**EXERCISE MATERIALS**
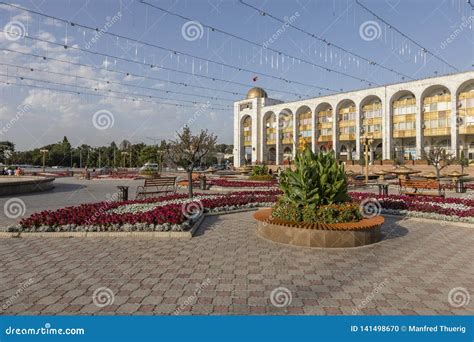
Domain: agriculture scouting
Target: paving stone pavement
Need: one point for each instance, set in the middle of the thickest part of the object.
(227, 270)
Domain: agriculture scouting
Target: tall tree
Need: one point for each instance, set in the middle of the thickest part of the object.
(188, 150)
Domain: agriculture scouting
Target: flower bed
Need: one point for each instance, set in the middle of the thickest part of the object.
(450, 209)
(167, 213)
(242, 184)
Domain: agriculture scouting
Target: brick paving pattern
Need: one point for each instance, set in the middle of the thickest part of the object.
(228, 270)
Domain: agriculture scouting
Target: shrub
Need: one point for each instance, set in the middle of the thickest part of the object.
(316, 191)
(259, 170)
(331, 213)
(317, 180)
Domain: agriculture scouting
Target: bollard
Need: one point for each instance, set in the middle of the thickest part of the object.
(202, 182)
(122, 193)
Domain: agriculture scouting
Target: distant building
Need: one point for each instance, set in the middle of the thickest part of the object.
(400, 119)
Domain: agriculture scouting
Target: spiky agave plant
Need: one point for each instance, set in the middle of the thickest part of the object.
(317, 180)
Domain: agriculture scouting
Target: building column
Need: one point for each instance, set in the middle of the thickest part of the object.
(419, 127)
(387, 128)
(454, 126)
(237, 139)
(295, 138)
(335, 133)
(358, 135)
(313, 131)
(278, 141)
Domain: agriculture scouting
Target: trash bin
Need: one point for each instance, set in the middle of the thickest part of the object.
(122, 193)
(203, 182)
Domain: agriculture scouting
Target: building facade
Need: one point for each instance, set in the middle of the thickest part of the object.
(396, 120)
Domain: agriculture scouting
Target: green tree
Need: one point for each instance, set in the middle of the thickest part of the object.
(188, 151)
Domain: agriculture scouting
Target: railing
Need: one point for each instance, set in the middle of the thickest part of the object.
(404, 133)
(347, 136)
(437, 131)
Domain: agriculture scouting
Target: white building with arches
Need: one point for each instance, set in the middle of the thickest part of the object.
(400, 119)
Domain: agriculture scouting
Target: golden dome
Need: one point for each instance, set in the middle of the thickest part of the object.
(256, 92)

**GIVEN EXERCISE**
Please extract each line of the items above that contains the word "building".

**TASK SOLUTION**
Target: distant building
Target: building column
Target: building facade
Target: white building with arches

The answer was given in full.